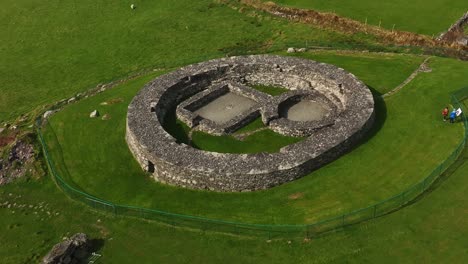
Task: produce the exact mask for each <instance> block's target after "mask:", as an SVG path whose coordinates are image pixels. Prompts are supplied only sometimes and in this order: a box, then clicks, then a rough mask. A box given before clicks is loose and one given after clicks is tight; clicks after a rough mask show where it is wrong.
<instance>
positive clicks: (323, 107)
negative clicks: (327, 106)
mask: <svg viewBox="0 0 468 264" xmlns="http://www.w3.org/2000/svg"><path fill="white" fill-rule="evenodd" d="M285 110H286V111H285V113H284V117H286V118H287V119H289V120H292V121H300V122H307V121H319V120H321V119H323V118H325V117H326V116H327V114H328V111H329V109H327V108H326V107H325V106H324V105H322V104H321V103H318V102H316V101H312V100H301V101H299V102H298V103H297V104H294V105H292V106H290V107H288V108H287V109H285ZM280 114H281V113H280Z"/></svg>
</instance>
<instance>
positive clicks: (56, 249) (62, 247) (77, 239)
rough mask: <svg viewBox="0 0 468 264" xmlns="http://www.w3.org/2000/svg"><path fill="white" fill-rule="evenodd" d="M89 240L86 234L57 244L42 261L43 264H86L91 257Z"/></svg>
※ ※ ※
ABOUT THIS TASK:
Update the records above so that every "positive clicks" reads "foreground clicks", with everything else left as it is. Leave the pictures out of your answer.

ANSWER TO THE PROBLEM:
Task: produce the exact mask for each <instance> block's target after "mask:", as an SVG path whose coordinates are image pixels. Prompts are supplied only sometimes and in this order: a box, then clicks, then a rough mask. A box given before clicks is loose and one given after clicks is tight; clicks after a rough mask show where it is wrong.
<instance>
foreground clicks: (323, 107)
negative clicks: (327, 106)
mask: <svg viewBox="0 0 468 264" xmlns="http://www.w3.org/2000/svg"><path fill="white" fill-rule="evenodd" d="M285 110H286V111H285V113H284V117H286V118H287V119H289V120H292V121H300V122H307V121H319V120H321V119H323V118H325V117H326V116H327V114H328V111H329V109H327V108H326V107H325V106H324V105H322V104H321V103H318V102H316V101H312V100H301V101H299V102H298V103H297V104H294V105H292V106H290V107H288V108H287V109H285ZM280 114H281V113H280Z"/></svg>
</instance>
<instance>
foreground clicks: (56, 249) (62, 247) (77, 239)
rough mask: <svg viewBox="0 0 468 264" xmlns="http://www.w3.org/2000/svg"><path fill="white" fill-rule="evenodd" d="M89 240L86 234L57 244L42 261L43 264H86L91 257Z"/></svg>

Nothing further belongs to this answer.